» WHAT IS NEEDED
Please retype every record exactly as it appears, omitting the pictures.
== == ==
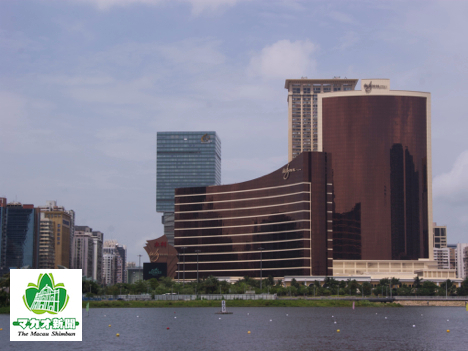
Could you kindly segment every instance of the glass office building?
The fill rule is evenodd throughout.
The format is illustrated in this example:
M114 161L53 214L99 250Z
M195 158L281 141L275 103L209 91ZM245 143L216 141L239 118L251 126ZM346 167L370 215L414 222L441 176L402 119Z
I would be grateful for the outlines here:
M332 276L331 161L325 152L303 152L260 178L176 189L180 274Z
M221 184L221 140L216 132L158 132L156 211L174 244L174 189Z
M39 211L33 205L5 203L6 199L2 198L0 274L8 273L10 268L37 268Z

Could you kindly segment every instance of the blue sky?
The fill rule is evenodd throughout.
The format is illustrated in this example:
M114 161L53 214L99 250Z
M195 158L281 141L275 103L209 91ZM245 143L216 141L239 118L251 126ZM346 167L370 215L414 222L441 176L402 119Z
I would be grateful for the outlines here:
M287 162L284 80L432 93L434 220L468 242L464 1L0 2L0 196L76 211L145 259L156 132L214 130L222 182Z

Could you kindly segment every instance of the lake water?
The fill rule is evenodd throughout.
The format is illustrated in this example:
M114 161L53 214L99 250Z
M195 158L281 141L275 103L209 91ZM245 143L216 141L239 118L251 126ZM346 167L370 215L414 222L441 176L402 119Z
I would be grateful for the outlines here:
M219 310L91 309L89 317L83 311L82 342L10 342L9 315L0 315L0 350L468 350L463 307L229 308L228 301L234 313Z

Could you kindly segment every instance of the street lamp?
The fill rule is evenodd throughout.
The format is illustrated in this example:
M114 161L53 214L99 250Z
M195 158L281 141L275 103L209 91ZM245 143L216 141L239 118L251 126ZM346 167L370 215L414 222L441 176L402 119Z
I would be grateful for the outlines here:
M184 274L182 275L182 281L183 281L182 286L185 286L185 249L186 248L187 248L187 246L181 247L181 249L184 250L184 265L183 265L184 266Z
M260 293L262 293L262 280L263 280L263 272L262 272L262 263L263 263L263 247L258 248L260 250Z
M201 252L201 250L195 250L197 253L197 284L198 284L198 254Z

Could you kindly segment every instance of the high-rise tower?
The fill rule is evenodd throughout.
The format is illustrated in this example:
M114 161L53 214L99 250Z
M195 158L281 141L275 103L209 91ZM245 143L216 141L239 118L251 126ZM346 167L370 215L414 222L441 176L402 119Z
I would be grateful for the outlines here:
M0 198L0 275L10 268L38 268L39 210Z
M432 259L431 95L356 82L286 80L290 159L311 105L311 149L332 157L334 260Z
M288 89L288 160L318 151L318 105L321 94L354 90L357 79L286 79Z
M158 132L156 211L174 245L174 189L221 184L221 140L216 132Z

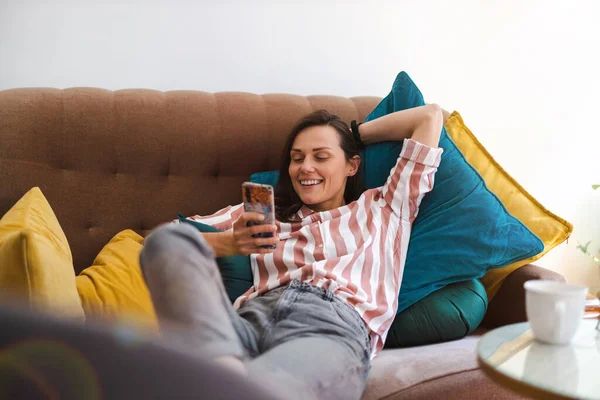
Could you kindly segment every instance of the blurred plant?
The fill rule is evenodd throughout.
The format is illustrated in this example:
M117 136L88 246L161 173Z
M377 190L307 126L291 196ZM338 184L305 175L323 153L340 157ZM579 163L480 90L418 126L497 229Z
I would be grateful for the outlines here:
M592 185L592 189L596 190L600 188L600 185ZM595 262L597 262L598 264L600 264L600 257L593 255L592 253L588 252L588 246L590 245L590 243L592 243L592 241L590 240L589 242L587 242L585 244L585 246L582 246L581 243L577 244L577 248L579 250L581 250L585 255L591 257L592 260L594 260ZM598 253L600 254L600 250L598 251Z

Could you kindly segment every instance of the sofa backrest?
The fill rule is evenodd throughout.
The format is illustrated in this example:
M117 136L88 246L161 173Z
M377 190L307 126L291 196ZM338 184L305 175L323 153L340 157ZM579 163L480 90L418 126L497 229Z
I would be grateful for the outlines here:
M77 272L123 229L241 202L277 169L294 123L326 109L364 120L378 97L97 88L0 91L0 215L39 186Z

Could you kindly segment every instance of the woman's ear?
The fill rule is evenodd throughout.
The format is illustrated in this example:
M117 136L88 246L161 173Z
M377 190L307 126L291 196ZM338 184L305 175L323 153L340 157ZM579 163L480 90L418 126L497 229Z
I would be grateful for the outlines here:
M360 156L356 155L348 161L350 164L348 166L348 176L354 176L358 172L358 167L360 167Z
== == ==
» OUTPUT FOR THIS EXERCISE
Could you kindly segment every instance of the glass office building?
The fill rule is evenodd throughout.
The format is illustrated in this example:
M114 161L53 214L99 250Z
M195 158L281 141L275 103L209 91ZM245 143L216 141L239 118L251 126ZM346 167L370 215L414 222L441 176L402 119Z
I would be grateful for the outlines here:
M332 276L331 161L325 152L303 152L260 178L176 189L180 274Z
M221 184L221 140L216 132L158 132L156 211L174 244L174 189Z
M39 211L33 205L5 203L6 199L2 198L0 274L8 273L10 268L37 268Z

Could you kindly segment every instance of the blue sky?
The fill rule is evenodd throughout.
The format is illustrated in this example:
M114 161L53 214L99 250Z
M195 158L281 141L275 103L209 91ZM245 143L216 141L239 118L251 126ZM346 167L370 215L414 222L441 176L402 119Z
I would be grateful for the outlines here:
M287 162L284 80L432 93L434 220L468 242L464 1L0 2L0 196L76 211L145 259L156 132L214 130L222 182Z

Could you kindly segment every instance of the lake water?
The fill rule is evenodd throughout.
The format is illustrated in this example:
M114 161L53 214L99 250Z
M195 158L281 141L275 103L209 91ZM245 143L216 141L239 118L251 126ZM346 167L370 215L414 222L441 176L402 119Z
I would be grateful for the outlines here:
M219 310L91 309L89 317L83 311L82 342L10 342L9 315L0 315L0 350L468 350L463 307L229 308L228 301L234 313Z

Could you kindly segment every instance of the street lamp?
The fill rule is evenodd throughout.
The format is illustrated in this example:
M114 161L53 214L99 250Z
M195 158L281 141L275 103L209 91ZM245 143L216 141L239 118L251 126ZM346 167L370 215L414 222L441 176L402 119Z
I would be grateful for the outlines here:
M184 274L182 275L182 281L183 281L182 286L185 286L185 249L186 248L187 248L187 246L181 247L181 249L184 250L184 265L183 265L184 266Z
M260 293L262 293L262 280L263 280L263 272L262 272L262 263L263 263L263 247L258 248L260 250Z
M201 252L201 250L195 250L197 253L197 284L198 284L198 254Z

Could you kindly segment every instance of the high-rise tower?
The fill rule is evenodd throughout.
The format is illustrated in this example:
M114 161L53 214L99 250Z
M195 158L281 141L275 103L209 91ZM245 143L216 141L239 118L251 126ZM346 167L370 215L414 222L441 176L402 119Z
I would be grateful for the outlines here:
M0 198L0 275L10 268L38 268L39 210Z
M432 259L431 95L356 82L286 80L290 159L311 105L311 149L332 157L334 260Z
M288 89L288 160L318 151L318 105L321 94L354 90L357 79L286 79Z
M158 132L156 211L174 245L174 189L221 184L221 140L216 132Z

Could you kindly segment every instance of the blurred plant?
The fill rule is evenodd throughout.
The format is illustrated in this example:
M117 136L88 246L161 173Z
M377 190L307 126L291 196ZM338 184L305 175L323 153L340 157ZM579 163L480 90L418 126L497 229Z
I would be grateful for the outlines here:
M592 185L592 189L596 190L600 188L600 185ZM595 262L597 262L598 264L600 264L600 257L593 255L592 253L588 252L588 246L590 245L590 243L592 243L592 241L590 240L589 242L587 242L585 244L585 246L582 246L581 243L577 244L577 248L579 250L581 250L585 255L591 257L592 260L594 260ZM598 253L600 254L600 250L598 251Z

Could you kindly segment every instance of the sofa backrest?
The fill rule is evenodd throughout.
The format is illustrated in this example:
M117 136L88 246L161 173Z
M377 190L307 126L291 196ZM338 184L305 175L323 153L340 157ZM579 163L480 90L418 126L497 229Z
I would be grateful for the outlines here:
M77 272L123 229L241 202L277 169L294 123L326 109L364 120L378 97L97 88L0 91L0 215L39 186Z

Could you kindly segment every instance of the woman's ear?
The fill rule is evenodd throughout.
The format is illustrated in this example:
M117 136L88 246L161 173Z
M377 190L307 126L291 196ZM338 184L305 175L323 153L340 157ZM579 163L480 90L418 126L497 229Z
I would be grateful for the outlines here:
M360 156L356 155L348 161L350 164L348 166L348 176L354 176L358 172L358 167L360 167Z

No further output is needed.